Each record below should be repeated precisely as written.

DATA TO PROCESS:
***

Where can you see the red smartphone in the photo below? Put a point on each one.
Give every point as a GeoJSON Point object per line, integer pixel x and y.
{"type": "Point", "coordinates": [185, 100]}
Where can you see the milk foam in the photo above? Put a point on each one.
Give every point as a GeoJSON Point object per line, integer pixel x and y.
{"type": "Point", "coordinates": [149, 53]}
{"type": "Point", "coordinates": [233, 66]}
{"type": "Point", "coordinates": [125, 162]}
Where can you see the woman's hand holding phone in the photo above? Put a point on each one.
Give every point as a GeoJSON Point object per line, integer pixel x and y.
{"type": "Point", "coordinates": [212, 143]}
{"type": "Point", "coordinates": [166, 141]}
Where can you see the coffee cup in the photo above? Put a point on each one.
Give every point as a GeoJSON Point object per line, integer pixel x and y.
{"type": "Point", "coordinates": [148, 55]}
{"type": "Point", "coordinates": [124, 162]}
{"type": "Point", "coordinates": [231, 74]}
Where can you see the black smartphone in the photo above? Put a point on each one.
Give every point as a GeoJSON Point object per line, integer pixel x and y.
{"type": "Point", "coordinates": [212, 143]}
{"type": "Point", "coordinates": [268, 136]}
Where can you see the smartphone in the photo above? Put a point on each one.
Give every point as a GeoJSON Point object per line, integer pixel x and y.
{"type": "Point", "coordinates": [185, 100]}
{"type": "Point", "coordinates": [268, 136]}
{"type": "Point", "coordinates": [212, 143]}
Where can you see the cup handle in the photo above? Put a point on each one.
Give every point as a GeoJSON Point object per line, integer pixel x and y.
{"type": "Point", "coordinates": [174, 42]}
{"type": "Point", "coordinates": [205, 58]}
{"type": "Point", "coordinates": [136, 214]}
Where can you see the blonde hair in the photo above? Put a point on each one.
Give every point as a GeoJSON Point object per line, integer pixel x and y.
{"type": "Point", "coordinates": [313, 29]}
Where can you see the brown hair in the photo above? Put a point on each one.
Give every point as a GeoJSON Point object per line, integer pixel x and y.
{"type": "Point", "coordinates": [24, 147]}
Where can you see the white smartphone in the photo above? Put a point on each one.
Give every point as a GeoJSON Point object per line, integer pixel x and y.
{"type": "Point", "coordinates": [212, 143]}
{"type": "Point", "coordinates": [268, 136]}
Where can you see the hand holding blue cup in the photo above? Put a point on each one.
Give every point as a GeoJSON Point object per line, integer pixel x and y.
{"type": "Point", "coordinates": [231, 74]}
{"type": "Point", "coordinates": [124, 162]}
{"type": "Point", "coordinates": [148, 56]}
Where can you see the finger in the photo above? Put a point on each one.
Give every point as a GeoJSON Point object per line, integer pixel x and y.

***

ANSWER TO THIS EXERCISE:
Where can you see the red smartphone in the photo below? Put a point on each one.
Give every point as a GeoJSON Point object per line, integer pixel x and y.
{"type": "Point", "coordinates": [185, 100]}
Where can you see the milk foam in the photo above? Put a point on each one.
Give every point as a GeoJSON Point object per line, integer pixel x and y.
{"type": "Point", "coordinates": [149, 53]}
{"type": "Point", "coordinates": [233, 66]}
{"type": "Point", "coordinates": [125, 162]}
Where can you see the woman's hand holding phone in the photo above? Put a point on each one.
Give every point as a GeoJSON Point object per line, integer pixel x and y.
{"type": "Point", "coordinates": [212, 143]}
{"type": "Point", "coordinates": [166, 141]}
Where can you see the coffee cup in the photo above? Put a point on each one.
Give every point as a GeoJSON Point object per line, integer pixel x and y.
{"type": "Point", "coordinates": [148, 55]}
{"type": "Point", "coordinates": [124, 162]}
{"type": "Point", "coordinates": [231, 74]}
Where can you see the black smartphone in the photo above? Put a point on each one.
Give every point as a GeoJSON Point object per line, integer pixel x and y.
{"type": "Point", "coordinates": [212, 143]}
{"type": "Point", "coordinates": [268, 136]}
Where can you see the smartphone in the photo above? Put a point on each one.
Give every point as a GeoJSON Point object per line, integer pixel x and y.
{"type": "Point", "coordinates": [185, 100]}
{"type": "Point", "coordinates": [268, 136]}
{"type": "Point", "coordinates": [212, 143]}
Where can you see the cup handle in the photo above? Put a point on each one.
Give every point as a GeoJSON Point object per line, integer pixel x and y.
{"type": "Point", "coordinates": [174, 42]}
{"type": "Point", "coordinates": [205, 58]}
{"type": "Point", "coordinates": [136, 214]}
Where can you see the blonde hair in the photo above? Put a point on each one.
Give every point as a GeoJSON Point object per line, integer pixel x and y.
{"type": "Point", "coordinates": [313, 29]}
Where can you see the brown hair in the photo above? Put a point on each one.
Give every point as a GeoJSON Point object per line, integer pixel x and y.
{"type": "Point", "coordinates": [24, 147]}
Where can you see the white smartphone in the photo above? Put a point on each one.
Give every point as a GeoJSON Point object per line, integer pixel x and y.
{"type": "Point", "coordinates": [212, 143]}
{"type": "Point", "coordinates": [268, 136]}
Where can you see the hand holding blue cup in the photo above? Put a point on each one.
Give every point as a GeoJSON Point object per line, integer pixel x and y.
{"type": "Point", "coordinates": [231, 74]}
{"type": "Point", "coordinates": [124, 162]}
{"type": "Point", "coordinates": [148, 56]}
Where can you see the finger in the photo above? Put a point on each one.
Give every point as a GeoJSON Point object per line, integer pixel x and y.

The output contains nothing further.